# Условие задания
В отрывке рецензии на роман, который начинается со слов «После выхода сборника» и заканчивается словами «и знанием дела.», замените «с большим вкусом» на «с большой любовью» и приведите этот отрывок целиком.

# Цитируемый отрывок

>>

В романе «Счастье возможно» Олег Зайончковский сделал Москву маленькой и уютной, а москвичей — добрыми соседями по городку.

Точно между затяжечками и выдуванием сизых колечек написанная проза. Неторопливая, расслабленная, увитая легким дымком необязательности. Хочешь — сиди и слушай, не хочешь — ступай. Никто на тебя не обидится. В мире Олега Зайончковского обид не существует. И это несмотря на то, что главному герою — странствующему из одной книги в другую рассказчику на этот раз предначертана роль несчастного мужа, брошенного женой.

После выхода сборника «Сергеев и городок» и романа «Петрович» Зайончковского уже окрестили писателем «посадским». Очень точно. О «растительной жизни» обитателей небольшого подмосковного городка Зайончковский рассказывал с большим вкусом и знанием дела.

В новой книге авторский альтер-эго, писатель, сослан в столицу. И хотя держится он молодцом, женится на коренной москвичке (она потом его бросит), ездит на метро и отлично ориентируется в московских переулках — в громадной, суетливой Москве ему явно неуютно. И чтобы покорить чуждое пространство, Зайончковский поступает просто: высвечивает в прихотливом московском ландшафте самые неурбанистические уголки — парк, похожий на рощу, двор, похожий на парк, детскую площадку, — а то и вовсе сбегает вместе с героем в подмосковную деревню Васьково.

<<

Записи из набора точечной разметки:
>>

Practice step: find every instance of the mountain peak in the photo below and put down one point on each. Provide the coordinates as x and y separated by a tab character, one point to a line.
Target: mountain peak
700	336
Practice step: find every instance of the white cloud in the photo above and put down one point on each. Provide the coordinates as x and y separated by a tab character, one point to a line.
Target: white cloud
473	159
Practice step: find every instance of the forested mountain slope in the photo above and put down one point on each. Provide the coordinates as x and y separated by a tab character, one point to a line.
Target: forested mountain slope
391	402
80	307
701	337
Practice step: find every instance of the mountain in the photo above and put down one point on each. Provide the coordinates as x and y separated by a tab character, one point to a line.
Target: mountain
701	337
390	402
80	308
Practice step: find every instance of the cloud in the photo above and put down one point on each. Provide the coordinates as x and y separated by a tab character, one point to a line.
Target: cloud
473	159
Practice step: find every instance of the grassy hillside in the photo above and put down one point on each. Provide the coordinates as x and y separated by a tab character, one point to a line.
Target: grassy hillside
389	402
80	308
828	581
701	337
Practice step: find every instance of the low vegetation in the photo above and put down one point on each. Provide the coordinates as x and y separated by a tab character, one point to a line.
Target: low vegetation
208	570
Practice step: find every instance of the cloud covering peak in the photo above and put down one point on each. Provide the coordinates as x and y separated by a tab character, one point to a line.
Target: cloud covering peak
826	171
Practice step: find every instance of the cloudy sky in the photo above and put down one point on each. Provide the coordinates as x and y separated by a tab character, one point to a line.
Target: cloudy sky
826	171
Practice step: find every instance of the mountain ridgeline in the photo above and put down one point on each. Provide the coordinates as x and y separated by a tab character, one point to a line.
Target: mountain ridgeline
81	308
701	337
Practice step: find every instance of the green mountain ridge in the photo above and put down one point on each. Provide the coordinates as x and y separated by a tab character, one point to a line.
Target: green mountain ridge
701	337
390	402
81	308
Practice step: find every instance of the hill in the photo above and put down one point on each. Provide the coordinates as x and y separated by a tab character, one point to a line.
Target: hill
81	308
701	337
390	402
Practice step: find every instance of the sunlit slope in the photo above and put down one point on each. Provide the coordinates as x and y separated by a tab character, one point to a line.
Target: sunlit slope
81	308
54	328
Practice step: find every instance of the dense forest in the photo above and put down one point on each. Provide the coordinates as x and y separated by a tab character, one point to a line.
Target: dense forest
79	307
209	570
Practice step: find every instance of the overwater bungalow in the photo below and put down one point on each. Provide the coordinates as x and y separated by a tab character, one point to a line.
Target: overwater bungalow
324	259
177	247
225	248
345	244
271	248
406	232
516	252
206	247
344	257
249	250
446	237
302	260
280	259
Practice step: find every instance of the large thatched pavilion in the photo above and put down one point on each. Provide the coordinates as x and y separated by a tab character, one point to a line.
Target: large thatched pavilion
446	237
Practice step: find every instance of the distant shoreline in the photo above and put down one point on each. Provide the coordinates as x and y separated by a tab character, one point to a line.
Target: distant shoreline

<<

# Результат выполнения
После выхода сборника «Сергеев и городок» и романа «Петрович» Зайончковского уже окрестили писателем «посадским». Очень точно. О «растительной жизни» обитателей небольшого подмосковного городка Зайончковский рассказывал с большой любовью и знанием дела.